##### 資料一覧 #####

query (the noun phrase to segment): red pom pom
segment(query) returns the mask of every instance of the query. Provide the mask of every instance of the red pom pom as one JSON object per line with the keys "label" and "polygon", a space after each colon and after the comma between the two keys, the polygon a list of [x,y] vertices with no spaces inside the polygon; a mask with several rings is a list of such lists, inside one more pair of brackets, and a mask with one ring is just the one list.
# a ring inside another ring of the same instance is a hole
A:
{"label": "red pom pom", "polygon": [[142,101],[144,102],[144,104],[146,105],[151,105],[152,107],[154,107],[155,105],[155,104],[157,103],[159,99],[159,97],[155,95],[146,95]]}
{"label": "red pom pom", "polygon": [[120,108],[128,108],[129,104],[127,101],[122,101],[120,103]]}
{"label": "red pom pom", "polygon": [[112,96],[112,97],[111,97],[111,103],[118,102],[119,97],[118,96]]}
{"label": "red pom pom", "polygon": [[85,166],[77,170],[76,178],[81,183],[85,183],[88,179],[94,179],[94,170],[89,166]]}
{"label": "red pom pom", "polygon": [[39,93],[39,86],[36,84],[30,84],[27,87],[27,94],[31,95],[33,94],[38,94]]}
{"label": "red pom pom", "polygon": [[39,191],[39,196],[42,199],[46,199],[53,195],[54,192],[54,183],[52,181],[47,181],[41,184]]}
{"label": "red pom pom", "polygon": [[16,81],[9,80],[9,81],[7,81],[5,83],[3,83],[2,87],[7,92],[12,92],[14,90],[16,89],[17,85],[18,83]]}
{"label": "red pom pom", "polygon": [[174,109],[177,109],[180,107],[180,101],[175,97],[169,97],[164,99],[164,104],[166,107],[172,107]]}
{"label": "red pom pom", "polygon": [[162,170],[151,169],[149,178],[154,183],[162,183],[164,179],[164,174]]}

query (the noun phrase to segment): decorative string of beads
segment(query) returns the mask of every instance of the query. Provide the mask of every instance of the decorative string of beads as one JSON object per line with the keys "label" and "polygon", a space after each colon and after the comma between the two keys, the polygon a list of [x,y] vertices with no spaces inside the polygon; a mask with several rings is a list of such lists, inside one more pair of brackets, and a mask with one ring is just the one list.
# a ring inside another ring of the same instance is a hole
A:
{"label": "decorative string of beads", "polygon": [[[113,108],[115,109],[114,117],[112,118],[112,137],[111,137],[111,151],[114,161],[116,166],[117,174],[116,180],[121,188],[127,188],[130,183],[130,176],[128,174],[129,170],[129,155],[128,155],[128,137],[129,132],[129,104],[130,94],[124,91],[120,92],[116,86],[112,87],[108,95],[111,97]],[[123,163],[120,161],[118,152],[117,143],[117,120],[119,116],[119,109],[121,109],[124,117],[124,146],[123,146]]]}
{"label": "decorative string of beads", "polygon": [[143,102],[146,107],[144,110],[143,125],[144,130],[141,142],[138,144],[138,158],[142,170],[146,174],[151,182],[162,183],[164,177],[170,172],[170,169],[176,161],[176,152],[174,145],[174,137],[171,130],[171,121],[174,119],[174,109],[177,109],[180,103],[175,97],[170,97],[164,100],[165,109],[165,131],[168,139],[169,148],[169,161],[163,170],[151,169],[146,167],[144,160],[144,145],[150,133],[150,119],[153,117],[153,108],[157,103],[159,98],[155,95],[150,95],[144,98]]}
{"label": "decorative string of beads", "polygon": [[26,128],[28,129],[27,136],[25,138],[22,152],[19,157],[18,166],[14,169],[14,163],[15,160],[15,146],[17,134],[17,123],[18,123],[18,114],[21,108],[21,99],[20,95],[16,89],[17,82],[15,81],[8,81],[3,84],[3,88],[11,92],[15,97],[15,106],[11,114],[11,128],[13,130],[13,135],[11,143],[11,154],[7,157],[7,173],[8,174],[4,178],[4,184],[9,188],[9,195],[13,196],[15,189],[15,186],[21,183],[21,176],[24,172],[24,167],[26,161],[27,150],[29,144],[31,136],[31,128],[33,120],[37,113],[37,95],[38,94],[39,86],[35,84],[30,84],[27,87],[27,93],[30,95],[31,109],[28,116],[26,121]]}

#####

--- やること ---
上の資料のうち、「noun」という語を含む行をすべてそのまま返してください。大文字と小文字の違いも区別します。

--- 答えはこちら ---
query (the noun phrase to segment): red pom pom
query (the noun phrase to segment): decorative string of beads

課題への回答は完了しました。